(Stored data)
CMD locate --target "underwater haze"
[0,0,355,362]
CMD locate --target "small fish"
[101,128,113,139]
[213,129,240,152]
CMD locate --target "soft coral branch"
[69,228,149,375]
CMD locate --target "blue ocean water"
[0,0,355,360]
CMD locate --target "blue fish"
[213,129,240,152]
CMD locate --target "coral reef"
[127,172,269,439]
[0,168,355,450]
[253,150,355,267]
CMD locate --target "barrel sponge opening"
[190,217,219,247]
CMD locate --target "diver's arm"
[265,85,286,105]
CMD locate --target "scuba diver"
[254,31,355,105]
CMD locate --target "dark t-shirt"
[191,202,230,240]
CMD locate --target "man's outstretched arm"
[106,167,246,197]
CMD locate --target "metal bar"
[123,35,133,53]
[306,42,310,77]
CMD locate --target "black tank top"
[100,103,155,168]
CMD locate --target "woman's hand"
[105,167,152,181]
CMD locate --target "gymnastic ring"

...

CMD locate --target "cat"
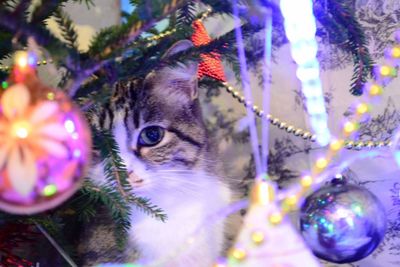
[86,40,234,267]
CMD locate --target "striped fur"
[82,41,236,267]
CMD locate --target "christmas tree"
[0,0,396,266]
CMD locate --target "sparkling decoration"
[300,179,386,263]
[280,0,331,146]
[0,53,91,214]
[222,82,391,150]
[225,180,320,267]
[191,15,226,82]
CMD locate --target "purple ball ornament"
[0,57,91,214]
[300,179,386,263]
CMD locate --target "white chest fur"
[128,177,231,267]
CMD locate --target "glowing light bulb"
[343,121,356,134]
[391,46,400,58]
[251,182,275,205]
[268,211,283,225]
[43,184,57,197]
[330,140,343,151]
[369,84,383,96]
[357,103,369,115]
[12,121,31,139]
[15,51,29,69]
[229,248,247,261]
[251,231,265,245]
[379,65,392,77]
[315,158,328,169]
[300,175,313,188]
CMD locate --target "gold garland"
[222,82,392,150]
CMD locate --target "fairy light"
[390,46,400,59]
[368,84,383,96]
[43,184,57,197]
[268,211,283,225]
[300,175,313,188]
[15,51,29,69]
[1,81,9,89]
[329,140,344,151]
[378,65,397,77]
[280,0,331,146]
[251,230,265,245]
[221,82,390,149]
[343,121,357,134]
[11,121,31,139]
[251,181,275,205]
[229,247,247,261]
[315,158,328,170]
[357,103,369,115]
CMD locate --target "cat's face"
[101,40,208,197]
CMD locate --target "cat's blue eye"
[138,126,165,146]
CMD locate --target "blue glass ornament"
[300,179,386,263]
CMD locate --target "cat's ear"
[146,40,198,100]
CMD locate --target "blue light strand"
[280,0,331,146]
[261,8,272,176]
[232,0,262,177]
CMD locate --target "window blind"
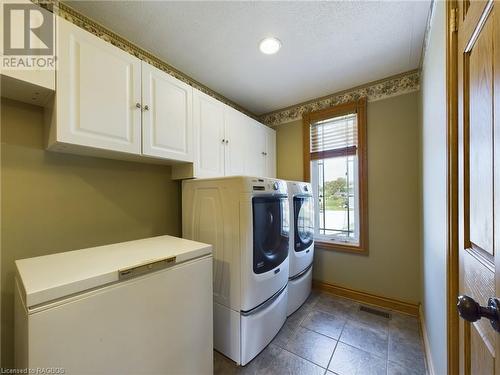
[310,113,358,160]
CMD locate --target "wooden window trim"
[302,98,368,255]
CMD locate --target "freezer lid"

**WHAT IS ASKED**: Return every line in the records that includes the word "window".

**TASK RESULT**:
CMD locate --target "window blind"
CMD locate --target "wooden window trim"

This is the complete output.